* _ASSIGNMENT 1_:
Print the portion of the oral mucositis abstract starting with "Document Type: Systematic" and going on through "Hospital, Delhi, India.".
* _ASSIGNMENT 2_:
Condense the paragraph of the oral mucositis abstract that opens with "Oral Mucositis (OM) is among the most common" into a bulleted list that keeps its main facts.

* _PASSAGE TO READ_:
□ □ □ □ □ □ □
Document Type: Systematic Review and Meta-analysis
Department of Preventive Oncology, Dr. B.R. Ambedkar Institute Rotary Cancer Hospital, All India Institute of Medical Sciences, Delhi, India.
Department of Paediatrics, VMMC and Safdarjung Hospital, Delhi, India.
Department of Radiation Oncology, Dr. B.R. Ambedkar Institute Rotary Cancer Hospital, All India Institute of Medical Sciences, Delhi, India
Maulana Abul Kalam Azad University of Technology, Kolkata, India
Oral Mucositis (OM) is among the most common and dreaded toxicities of cancer therapy. It occurs in almost all patients who receive radiation therapy in which areas of oral and oropharyngeal mucosa are included in the treatment field. With the advent of chemotherapy in 1940 and its extended clinical legacy, it is only within the past two decade or so that mucositis’ complex pathobiology has become fully appreciated. There are still many unanswered questions about the risk factors for developing OM, but historically, risk factors have been attributed to both therapy and patient m characteristics. One thing that has been consistent from the initial descriptions of its clinical manifestations has been the frustration on the part of clinicians and patients with the scarcity of therapeutic options to prevent or treat the condition, or effectively ameliorate the symptoms. Clinicians, researchers and those involved in oral and periodontal medicine should join hand in hand in persuit of understanding and developing treatment strategies for treatment of inflammatory conditions like OM in oncology. This will lead to development of effective treatments and reducing the burden of OM and other inflammatory conditions in oncology.
□ □ □ □ □ □ □
* _RECORDS_:

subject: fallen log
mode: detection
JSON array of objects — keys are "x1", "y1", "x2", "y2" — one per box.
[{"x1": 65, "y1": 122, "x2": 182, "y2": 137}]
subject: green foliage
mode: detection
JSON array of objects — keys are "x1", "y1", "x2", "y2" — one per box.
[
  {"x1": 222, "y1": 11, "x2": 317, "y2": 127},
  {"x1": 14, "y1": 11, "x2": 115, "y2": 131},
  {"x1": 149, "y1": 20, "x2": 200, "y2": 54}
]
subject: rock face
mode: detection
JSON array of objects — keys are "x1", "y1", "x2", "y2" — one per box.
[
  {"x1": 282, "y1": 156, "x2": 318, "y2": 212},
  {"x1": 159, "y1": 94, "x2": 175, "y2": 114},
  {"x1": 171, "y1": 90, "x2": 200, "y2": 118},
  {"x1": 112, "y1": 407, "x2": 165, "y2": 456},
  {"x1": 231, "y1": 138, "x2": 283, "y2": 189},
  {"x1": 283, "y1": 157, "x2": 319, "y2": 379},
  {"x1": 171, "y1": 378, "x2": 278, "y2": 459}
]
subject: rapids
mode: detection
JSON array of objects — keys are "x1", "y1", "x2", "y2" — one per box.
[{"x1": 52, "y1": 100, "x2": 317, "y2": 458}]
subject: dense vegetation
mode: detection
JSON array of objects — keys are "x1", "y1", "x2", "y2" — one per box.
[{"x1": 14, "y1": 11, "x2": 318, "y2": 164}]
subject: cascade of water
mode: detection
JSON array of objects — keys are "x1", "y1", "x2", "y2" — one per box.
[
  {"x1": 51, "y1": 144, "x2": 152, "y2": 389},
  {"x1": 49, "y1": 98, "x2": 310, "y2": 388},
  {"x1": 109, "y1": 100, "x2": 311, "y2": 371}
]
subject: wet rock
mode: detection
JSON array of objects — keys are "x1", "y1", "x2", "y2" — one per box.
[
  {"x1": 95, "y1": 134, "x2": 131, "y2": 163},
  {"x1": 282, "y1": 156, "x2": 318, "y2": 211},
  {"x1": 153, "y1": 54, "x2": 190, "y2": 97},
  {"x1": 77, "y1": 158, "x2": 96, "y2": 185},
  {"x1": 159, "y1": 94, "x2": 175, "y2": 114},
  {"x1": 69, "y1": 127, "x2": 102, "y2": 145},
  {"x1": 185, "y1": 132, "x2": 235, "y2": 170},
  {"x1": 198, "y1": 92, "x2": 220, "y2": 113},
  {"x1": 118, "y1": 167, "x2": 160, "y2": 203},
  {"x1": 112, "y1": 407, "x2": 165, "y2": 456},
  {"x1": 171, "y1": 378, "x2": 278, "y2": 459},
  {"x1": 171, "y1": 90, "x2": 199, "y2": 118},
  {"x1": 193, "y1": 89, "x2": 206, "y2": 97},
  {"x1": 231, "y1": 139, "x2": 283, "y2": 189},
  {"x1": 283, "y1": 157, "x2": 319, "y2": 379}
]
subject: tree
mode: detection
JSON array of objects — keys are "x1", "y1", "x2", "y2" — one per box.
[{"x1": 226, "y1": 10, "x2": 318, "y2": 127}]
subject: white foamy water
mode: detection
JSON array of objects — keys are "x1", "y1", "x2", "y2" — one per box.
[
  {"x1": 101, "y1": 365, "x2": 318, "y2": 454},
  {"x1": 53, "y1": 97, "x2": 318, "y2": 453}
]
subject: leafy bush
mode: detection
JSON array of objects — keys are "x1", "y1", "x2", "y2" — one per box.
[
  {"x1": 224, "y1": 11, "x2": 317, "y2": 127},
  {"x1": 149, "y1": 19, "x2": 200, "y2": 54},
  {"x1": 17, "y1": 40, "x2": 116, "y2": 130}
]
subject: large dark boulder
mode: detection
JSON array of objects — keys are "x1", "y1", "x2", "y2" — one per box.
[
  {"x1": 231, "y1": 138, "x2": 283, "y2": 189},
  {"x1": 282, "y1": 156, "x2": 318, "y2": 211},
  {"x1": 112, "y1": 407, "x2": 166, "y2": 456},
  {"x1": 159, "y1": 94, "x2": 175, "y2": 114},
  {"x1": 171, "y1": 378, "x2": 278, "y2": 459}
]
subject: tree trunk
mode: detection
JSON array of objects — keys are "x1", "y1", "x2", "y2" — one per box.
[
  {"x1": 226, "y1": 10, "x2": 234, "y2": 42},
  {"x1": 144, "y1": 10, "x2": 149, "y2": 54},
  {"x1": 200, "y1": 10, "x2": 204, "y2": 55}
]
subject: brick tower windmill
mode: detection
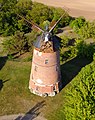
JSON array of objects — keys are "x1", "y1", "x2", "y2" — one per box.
[
  {"x1": 29, "y1": 15, "x2": 67, "y2": 96},
  {"x1": 18, "y1": 12, "x2": 66, "y2": 96}
]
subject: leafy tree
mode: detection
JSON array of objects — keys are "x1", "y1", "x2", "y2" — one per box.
[
  {"x1": 0, "y1": 0, "x2": 17, "y2": 35},
  {"x1": 70, "y1": 17, "x2": 85, "y2": 33},
  {"x1": 63, "y1": 62, "x2": 95, "y2": 120}
]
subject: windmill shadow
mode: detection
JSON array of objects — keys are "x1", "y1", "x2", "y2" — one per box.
[
  {"x1": 61, "y1": 57, "x2": 92, "y2": 88},
  {"x1": 15, "y1": 100, "x2": 45, "y2": 120},
  {"x1": 0, "y1": 56, "x2": 7, "y2": 70},
  {"x1": 0, "y1": 80, "x2": 9, "y2": 91}
]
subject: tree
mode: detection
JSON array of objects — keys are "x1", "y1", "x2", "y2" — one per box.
[{"x1": 63, "y1": 62, "x2": 95, "y2": 120}]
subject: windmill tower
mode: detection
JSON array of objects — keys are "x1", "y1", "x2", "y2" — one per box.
[
  {"x1": 29, "y1": 15, "x2": 66, "y2": 96},
  {"x1": 18, "y1": 12, "x2": 66, "y2": 96}
]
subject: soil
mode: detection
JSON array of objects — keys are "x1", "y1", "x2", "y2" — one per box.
[{"x1": 33, "y1": 0, "x2": 95, "y2": 20}]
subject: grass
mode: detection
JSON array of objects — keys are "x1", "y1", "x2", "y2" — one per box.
[
  {"x1": 0, "y1": 57, "x2": 66, "y2": 115},
  {"x1": 0, "y1": 57, "x2": 90, "y2": 120}
]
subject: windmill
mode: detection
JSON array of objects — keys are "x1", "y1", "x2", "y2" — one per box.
[{"x1": 19, "y1": 12, "x2": 66, "y2": 96}]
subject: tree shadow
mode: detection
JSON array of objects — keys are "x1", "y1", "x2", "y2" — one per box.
[
  {"x1": 0, "y1": 80, "x2": 9, "y2": 90},
  {"x1": 61, "y1": 57, "x2": 92, "y2": 89},
  {"x1": 0, "y1": 56, "x2": 7, "y2": 70},
  {"x1": 15, "y1": 100, "x2": 45, "y2": 120}
]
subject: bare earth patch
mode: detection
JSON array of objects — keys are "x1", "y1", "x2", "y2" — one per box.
[{"x1": 33, "y1": 0, "x2": 95, "y2": 20}]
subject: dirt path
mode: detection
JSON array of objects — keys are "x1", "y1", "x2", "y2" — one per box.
[{"x1": 33, "y1": 0, "x2": 95, "y2": 20}]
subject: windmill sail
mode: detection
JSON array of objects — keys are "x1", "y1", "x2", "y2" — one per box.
[{"x1": 49, "y1": 11, "x2": 66, "y2": 33}]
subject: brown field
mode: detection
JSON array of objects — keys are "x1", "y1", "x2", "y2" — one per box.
[{"x1": 32, "y1": 0, "x2": 95, "y2": 20}]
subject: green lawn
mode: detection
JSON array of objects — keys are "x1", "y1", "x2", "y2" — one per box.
[{"x1": 0, "y1": 57, "x2": 89, "y2": 120}]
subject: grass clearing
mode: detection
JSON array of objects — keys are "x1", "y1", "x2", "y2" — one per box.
[{"x1": 0, "y1": 57, "x2": 90, "y2": 120}]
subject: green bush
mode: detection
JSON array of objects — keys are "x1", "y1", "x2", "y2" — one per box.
[{"x1": 63, "y1": 62, "x2": 95, "y2": 120}]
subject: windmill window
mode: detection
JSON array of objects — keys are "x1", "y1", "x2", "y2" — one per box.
[{"x1": 45, "y1": 59, "x2": 48, "y2": 64}]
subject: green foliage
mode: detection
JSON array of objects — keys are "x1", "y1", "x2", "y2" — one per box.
[
  {"x1": 70, "y1": 17, "x2": 85, "y2": 33},
  {"x1": 0, "y1": 0, "x2": 17, "y2": 36},
  {"x1": 63, "y1": 62, "x2": 95, "y2": 120}
]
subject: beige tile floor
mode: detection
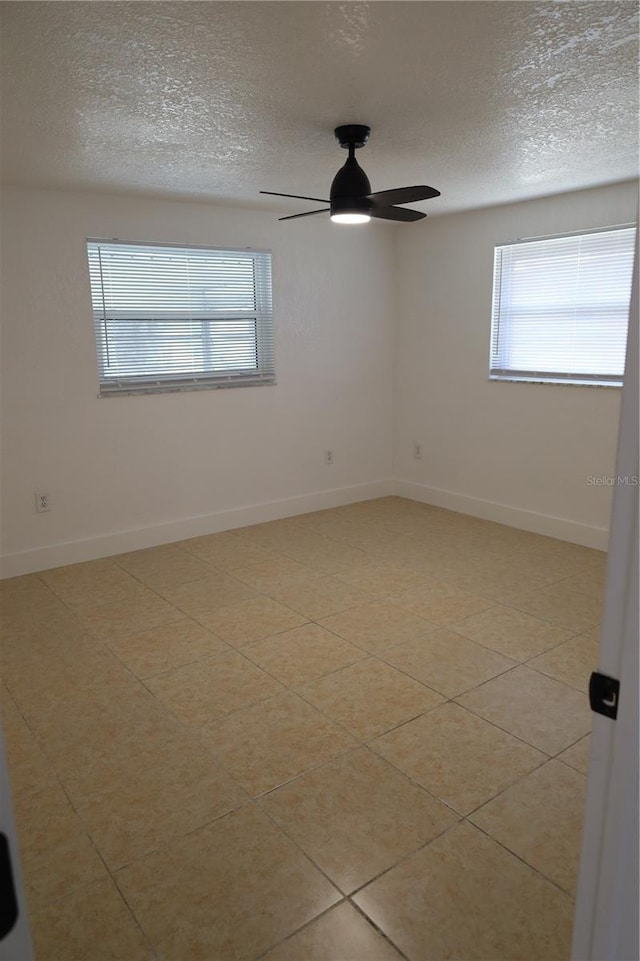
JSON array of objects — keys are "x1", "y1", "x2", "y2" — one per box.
[{"x1": 0, "y1": 497, "x2": 605, "y2": 961}]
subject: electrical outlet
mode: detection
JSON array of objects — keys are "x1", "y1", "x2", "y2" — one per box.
[{"x1": 35, "y1": 494, "x2": 51, "y2": 514}]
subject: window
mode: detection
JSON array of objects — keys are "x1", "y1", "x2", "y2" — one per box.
[
  {"x1": 489, "y1": 227, "x2": 635, "y2": 387},
  {"x1": 87, "y1": 240, "x2": 275, "y2": 396}
]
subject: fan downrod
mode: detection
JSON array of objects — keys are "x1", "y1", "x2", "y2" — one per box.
[{"x1": 334, "y1": 123, "x2": 371, "y2": 150}]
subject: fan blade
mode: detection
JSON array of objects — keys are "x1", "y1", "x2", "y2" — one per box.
[
  {"x1": 260, "y1": 190, "x2": 329, "y2": 204},
  {"x1": 367, "y1": 185, "x2": 440, "y2": 207},
  {"x1": 278, "y1": 207, "x2": 331, "y2": 220},
  {"x1": 369, "y1": 207, "x2": 427, "y2": 223}
]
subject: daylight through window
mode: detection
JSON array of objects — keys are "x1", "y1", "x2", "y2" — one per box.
[
  {"x1": 489, "y1": 227, "x2": 635, "y2": 387},
  {"x1": 87, "y1": 240, "x2": 275, "y2": 396}
]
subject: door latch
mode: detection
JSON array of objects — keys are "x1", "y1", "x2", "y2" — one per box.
[{"x1": 589, "y1": 671, "x2": 620, "y2": 721}]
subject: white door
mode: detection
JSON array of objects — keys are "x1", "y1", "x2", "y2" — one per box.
[{"x1": 572, "y1": 227, "x2": 640, "y2": 961}]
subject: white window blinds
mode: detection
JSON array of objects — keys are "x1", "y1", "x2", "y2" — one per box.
[
  {"x1": 489, "y1": 227, "x2": 635, "y2": 386},
  {"x1": 87, "y1": 240, "x2": 275, "y2": 395}
]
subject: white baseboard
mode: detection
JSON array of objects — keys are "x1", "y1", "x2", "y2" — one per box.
[
  {"x1": 0, "y1": 478, "x2": 609, "y2": 578},
  {"x1": 0, "y1": 478, "x2": 395, "y2": 578},
  {"x1": 395, "y1": 480, "x2": 609, "y2": 551}
]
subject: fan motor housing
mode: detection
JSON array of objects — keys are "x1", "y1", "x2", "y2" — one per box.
[
  {"x1": 333, "y1": 123, "x2": 371, "y2": 150},
  {"x1": 329, "y1": 157, "x2": 371, "y2": 203}
]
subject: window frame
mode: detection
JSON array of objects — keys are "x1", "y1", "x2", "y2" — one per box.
[
  {"x1": 85, "y1": 237, "x2": 276, "y2": 398},
  {"x1": 489, "y1": 223, "x2": 637, "y2": 389}
]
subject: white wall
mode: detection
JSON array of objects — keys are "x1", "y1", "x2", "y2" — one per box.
[
  {"x1": 394, "y1": 183, "x2": 637, "y2": 547},
  {"x1": 1, "y1": 188, "x2": 393, "y2": 575}
]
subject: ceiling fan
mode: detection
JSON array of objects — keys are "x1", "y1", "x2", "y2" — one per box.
[{"x1": 260, "y1": 124, "x2": 440, "y2": 224}]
□ □ □ □ □ □ □
* _TASK SOLUTION 1_:
Document Type: Systematic Review and Meta-analysis
Department of Preventive Oncology, Dr. B.R. Ambedkar Institute Rotary Cancer Hospital, All India Institute of Medical Sciences, Delhi, India.
Department of Paediatrics, VMMC and Safdarjung Hospital, Delhi, India.

* _TASK SOLUTION 2_:
- Oral mucositis (OM) is among the most common and dreaded toxicities of cancer therapy.
- It occurs in almost all patients receiving radiation therapy whose treatment field includes oral and oropharyngeal mucosa.
- Chemotherapy arrived in 1940, but OM's complex pathobiology has been fully appreciated only within roughly the past two decades.
- Many questions about OM risk factors remain unanswered. Historically, those risk factors have been attributed to both therapy and patient characteristics.
- Since OM was first described, clinicians and patients have been frustrated by the scarcity of options to prevent or treat it or to relieve its symptoms.
- Clinicians, researchers, and people in oral and periodontal medicine should work together to understand OM and develop treatments for it and other inflammatory conditions in oncology.
- Such collaboration would produce effective treatments and reduce the burden of these conditions.